• [Prompt]
Please write out these lines again, changing "rough mask" to "coarse mask" everywhere it occurs and leaving everything else as it is. Leave the pictures out.

• [Provided entries]
◇ ◇ ◇ ◇ ◇

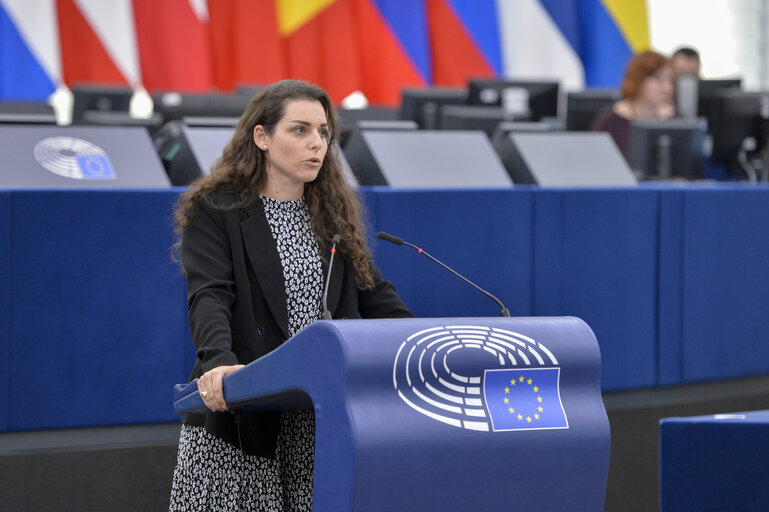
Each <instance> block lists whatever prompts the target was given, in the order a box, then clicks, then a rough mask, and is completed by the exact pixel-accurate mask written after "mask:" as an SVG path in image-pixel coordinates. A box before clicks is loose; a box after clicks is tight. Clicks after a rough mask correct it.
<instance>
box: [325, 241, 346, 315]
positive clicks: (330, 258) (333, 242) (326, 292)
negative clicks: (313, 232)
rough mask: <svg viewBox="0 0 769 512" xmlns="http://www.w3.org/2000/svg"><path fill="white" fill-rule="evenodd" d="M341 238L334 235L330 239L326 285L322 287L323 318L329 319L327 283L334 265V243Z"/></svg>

◇ ◇ ◇ ◇ ◇

• [Your response]
Each <instance> block lists whatever prompts the target was given, in the order a box, then clicks, then a coarse mask, and is completed by the exact pixel-accurate mask written after "mask:" as an SVG path in image-pixel coordinates. A box before clicks is loose; a box after clicks is tight. Clicks after a coarse mask correct it.
<instance>
box: [325, 241, 346, 315]
positive clicks: (330, 258) (333, 242) (326, 292)
negative clicks: (313, 232)
coarse mask: <svg viewBox="0 0 769 512" xmlns="http://www.w3.org/2000/svg"><path fill="white" fill-rule="evenodd" d="M341 238L334 235L330 239L326 285L322 287L323 318L329 319L327 283L334 265V243Z"/></svg>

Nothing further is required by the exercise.